=== Page excerpt ===
★ ★ ★

Using LED light to treat Alzheimer's disease
Researchers have found a way to prevent abnormal assembly of a brain protein implicated in Alzheimer's disease by using blue LED lights and photosensitisers, substances that sensitise an organism, cell, or tissue to light
Seoul: Researchers have found a way to prevent abnormal assembly of a brain protein implicated in Alzheimer's disease by using blue LED lights and photosensitisers, substances that sensitise an organism, cell, or tissue to light.
The technique to suppress build up of beta-amyloid plaques which are known to cause Alzheimer's disease was tested on fruit flies.
"This work has significance as it was the first case to use light and photosensitisers to stop deposits of beta-amyloids,” said one of the lead researchers Chan Beum Park from Korea Advanced Institute of Science and Technology in Daejeon, South Korea.
Light-induced treatments using organic photosensitisers have advantages to managing the treatment in time and area.

★ ★ ★

=== Recorded data ===

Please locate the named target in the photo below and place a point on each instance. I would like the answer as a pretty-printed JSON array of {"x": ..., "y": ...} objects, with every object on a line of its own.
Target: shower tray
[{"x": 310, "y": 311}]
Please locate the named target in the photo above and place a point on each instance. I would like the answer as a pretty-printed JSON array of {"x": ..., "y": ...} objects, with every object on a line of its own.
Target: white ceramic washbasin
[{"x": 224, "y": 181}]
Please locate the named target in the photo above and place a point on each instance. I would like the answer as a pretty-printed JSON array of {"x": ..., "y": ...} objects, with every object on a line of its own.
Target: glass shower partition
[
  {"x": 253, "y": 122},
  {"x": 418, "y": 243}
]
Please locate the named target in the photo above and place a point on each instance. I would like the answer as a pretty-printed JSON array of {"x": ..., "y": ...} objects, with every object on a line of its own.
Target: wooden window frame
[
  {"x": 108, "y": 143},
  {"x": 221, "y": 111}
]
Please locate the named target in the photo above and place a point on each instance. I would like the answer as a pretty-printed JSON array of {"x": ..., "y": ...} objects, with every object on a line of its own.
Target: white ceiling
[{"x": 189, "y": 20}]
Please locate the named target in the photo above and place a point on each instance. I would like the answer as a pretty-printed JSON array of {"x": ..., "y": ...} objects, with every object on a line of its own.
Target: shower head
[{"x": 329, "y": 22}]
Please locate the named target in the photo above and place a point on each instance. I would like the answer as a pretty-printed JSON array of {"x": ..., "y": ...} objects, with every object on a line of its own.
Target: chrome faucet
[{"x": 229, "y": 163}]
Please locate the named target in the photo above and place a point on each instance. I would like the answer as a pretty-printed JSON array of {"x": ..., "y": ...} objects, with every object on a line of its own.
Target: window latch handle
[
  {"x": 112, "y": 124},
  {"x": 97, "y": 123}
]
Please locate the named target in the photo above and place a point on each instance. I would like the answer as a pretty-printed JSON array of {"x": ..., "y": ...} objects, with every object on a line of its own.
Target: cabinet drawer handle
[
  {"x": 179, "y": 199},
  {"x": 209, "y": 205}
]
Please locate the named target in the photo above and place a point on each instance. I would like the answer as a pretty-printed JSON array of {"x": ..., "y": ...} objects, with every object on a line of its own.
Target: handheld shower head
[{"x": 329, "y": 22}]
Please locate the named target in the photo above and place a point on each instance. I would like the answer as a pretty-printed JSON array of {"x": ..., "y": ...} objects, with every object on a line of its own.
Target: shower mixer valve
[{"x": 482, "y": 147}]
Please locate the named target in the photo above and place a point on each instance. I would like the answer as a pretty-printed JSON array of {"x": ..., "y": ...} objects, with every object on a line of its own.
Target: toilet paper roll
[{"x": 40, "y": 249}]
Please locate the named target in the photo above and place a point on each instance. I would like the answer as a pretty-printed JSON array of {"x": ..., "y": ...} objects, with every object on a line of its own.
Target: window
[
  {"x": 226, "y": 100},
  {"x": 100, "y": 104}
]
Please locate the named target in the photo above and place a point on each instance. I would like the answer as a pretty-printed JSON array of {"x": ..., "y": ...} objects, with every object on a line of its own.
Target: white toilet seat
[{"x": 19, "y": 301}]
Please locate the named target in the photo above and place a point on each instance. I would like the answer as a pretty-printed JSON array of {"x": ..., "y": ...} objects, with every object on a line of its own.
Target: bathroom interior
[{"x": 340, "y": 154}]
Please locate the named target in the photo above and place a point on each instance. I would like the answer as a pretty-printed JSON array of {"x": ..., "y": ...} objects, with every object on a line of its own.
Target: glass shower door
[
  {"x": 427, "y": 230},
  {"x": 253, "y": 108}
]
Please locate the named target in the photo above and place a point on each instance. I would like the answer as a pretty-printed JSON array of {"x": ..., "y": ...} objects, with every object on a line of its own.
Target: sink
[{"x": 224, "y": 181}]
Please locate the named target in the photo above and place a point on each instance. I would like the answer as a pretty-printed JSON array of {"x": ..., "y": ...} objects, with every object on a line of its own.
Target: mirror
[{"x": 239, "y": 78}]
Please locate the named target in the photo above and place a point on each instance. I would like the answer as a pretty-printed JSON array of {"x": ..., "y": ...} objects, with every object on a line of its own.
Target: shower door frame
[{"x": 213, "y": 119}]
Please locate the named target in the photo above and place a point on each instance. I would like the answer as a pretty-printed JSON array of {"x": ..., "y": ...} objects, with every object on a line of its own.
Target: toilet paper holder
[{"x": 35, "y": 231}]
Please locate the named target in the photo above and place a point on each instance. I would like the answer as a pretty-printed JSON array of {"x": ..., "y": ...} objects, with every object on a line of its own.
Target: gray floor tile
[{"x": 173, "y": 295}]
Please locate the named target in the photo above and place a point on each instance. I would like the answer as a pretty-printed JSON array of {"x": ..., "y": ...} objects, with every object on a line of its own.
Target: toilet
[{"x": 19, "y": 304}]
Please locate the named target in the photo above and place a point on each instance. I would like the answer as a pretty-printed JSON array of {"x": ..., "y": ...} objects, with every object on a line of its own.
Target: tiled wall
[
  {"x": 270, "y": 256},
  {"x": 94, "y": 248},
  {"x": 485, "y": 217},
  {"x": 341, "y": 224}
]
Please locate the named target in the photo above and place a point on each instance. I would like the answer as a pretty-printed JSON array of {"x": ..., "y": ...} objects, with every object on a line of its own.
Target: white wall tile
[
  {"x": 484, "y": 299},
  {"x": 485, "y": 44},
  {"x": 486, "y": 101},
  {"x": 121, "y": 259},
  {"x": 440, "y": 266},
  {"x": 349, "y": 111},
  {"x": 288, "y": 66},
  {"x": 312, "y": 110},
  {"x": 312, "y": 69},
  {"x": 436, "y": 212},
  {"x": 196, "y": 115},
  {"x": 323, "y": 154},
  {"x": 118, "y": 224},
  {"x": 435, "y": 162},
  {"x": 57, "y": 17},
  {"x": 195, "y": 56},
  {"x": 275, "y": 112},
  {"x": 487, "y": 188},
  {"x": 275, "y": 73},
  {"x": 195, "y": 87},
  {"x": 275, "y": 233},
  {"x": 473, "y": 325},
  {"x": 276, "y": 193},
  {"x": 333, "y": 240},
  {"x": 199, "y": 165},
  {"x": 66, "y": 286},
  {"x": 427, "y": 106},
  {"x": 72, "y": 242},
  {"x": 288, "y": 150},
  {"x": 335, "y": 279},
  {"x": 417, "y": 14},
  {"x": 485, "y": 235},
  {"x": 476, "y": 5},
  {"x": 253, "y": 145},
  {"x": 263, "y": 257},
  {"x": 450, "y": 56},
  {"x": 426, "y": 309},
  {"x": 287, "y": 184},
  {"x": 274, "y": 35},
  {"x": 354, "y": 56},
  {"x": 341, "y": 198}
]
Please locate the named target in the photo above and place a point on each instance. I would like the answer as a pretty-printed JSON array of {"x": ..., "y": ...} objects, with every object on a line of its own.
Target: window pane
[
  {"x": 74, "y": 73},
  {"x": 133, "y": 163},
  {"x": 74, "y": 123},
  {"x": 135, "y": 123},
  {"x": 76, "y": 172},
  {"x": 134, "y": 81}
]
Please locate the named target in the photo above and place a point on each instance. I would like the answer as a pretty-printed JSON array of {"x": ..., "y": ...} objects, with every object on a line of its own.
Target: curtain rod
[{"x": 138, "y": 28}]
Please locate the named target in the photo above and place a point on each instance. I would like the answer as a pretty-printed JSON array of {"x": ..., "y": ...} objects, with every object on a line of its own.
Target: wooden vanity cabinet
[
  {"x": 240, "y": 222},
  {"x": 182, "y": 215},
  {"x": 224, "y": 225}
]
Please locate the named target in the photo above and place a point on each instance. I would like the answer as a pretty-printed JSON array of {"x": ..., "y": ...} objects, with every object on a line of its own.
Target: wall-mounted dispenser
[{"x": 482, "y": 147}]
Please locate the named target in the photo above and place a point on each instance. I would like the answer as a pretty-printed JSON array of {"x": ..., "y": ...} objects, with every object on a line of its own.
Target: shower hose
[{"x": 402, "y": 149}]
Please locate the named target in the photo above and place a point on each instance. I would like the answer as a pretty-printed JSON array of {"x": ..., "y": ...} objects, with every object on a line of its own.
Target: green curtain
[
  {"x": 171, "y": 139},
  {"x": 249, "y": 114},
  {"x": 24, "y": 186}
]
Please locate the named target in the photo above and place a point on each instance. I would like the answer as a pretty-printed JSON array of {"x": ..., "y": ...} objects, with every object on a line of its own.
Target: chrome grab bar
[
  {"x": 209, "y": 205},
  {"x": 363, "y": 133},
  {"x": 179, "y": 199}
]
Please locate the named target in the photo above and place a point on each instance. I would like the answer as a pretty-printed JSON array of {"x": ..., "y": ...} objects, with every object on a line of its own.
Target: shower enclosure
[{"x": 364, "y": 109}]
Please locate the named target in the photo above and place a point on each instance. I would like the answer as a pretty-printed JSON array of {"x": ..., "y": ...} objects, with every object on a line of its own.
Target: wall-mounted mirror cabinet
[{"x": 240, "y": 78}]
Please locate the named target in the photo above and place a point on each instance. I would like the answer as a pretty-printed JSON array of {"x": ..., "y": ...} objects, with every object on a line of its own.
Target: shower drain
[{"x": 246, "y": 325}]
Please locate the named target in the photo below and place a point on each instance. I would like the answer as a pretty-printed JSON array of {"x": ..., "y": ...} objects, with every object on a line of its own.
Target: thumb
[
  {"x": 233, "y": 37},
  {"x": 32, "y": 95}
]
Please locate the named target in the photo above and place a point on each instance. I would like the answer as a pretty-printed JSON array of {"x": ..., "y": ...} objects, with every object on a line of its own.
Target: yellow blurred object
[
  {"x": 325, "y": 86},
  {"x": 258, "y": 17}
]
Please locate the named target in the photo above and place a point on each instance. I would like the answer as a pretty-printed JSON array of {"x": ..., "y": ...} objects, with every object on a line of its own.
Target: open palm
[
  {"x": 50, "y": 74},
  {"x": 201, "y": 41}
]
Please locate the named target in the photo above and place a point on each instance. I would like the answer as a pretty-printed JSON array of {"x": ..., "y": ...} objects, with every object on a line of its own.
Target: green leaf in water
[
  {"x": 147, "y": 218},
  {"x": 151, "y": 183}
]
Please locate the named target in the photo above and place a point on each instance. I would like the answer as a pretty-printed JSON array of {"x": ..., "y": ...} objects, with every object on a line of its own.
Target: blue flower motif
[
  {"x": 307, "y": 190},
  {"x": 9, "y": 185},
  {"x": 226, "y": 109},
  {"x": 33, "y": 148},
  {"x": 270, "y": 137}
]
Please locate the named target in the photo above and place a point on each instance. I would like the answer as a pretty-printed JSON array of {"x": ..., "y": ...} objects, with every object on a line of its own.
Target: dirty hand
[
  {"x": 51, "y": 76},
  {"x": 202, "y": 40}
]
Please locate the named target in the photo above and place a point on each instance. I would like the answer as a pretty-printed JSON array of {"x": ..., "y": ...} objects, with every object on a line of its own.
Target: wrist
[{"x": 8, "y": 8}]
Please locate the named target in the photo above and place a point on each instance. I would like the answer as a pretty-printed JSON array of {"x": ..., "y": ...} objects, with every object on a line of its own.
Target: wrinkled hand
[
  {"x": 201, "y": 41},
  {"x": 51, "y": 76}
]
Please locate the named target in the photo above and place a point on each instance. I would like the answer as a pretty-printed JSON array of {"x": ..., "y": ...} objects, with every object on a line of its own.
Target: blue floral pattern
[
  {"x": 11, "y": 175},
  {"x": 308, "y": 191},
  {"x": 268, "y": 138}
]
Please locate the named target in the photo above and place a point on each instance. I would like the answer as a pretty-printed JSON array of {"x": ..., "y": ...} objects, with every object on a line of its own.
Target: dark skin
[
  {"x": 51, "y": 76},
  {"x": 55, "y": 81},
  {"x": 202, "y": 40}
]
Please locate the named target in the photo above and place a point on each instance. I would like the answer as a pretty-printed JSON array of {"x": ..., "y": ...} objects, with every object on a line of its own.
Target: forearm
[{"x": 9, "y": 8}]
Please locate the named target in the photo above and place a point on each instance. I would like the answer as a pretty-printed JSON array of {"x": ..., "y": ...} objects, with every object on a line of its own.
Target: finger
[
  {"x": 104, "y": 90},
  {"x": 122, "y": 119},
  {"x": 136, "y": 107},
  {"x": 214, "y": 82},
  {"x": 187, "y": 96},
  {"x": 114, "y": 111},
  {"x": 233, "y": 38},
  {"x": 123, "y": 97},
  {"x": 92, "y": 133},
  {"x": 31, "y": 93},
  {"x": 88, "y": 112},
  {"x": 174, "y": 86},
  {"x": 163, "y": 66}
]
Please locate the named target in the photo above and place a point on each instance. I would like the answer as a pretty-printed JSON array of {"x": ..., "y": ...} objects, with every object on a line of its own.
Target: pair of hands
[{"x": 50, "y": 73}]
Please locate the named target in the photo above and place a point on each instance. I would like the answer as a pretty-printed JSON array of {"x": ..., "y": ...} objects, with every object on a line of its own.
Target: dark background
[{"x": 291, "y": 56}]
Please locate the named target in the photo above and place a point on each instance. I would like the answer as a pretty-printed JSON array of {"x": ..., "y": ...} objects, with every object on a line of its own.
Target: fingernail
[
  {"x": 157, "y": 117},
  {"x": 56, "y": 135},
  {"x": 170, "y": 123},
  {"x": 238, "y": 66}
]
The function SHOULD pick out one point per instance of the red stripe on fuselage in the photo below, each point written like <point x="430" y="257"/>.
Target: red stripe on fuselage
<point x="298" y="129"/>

★ ★ ★

=== What to do ===
1) Rewrite the part of the LED Alzheimer's article that opens with the words containing "Using LED light" and closes with "on fruit flies.", replacing "fruit flies" with "laboratory mice".
2) According to the LED Alzheimer's article, which institution is researcher Chan Beum Park from?
3) Write what follows next in the LED Alzheimer's article, continuing from the point where it stops.

=== Answers for each item ===
1)
Using LED light to treat Alzheimer's disease
Researchers have found a way to prevent abnormal assembly of a brain protein implicated in Alzheimer's disease by using blue LED lights and photosensitisers, substances that sensitise an organism, cell, or tissue to light
Seoul: Researchers have found a way to prevent abnormal assembly of a brain protein implicated in Alzheimer's disease by using blue LED lights and photosensitisers, substances that sensitise an organism, cell, or tissue to light.
The technique to suppress build up of beta-amyloid plaques which are known to cause Alzheimer's disease was tested on laboratory mice.

2) Korea Advanced Institute of Science and Technology in Daejeon, South Korea.

3)
In the case of cancer treatments, doctors use photodynamic therapies where a patient is injected with an organic photosensitiser, and a light is shed on the patient's lesion. However, such therapies had never been employed to treat neurodegenerative diseases.
This research finding suggests new ways to treat neurodegenerative illnesses including Alzheimer's disease.
Alzheimer's starts when a protein called beta-amyloid is created and deposited in a patient's brain.
The abnormally folded protein created this way harms the brain cells by inducing the degradation of brain functions, for example, dementia.
If beta-amyloid creation can be suppressed at an early stage, the formation of amyloid deposits will stop. This could prevent Alzheimer's disease or halt its progress, the researchers explained.
The study was published online in the journal Angewandte Chemie.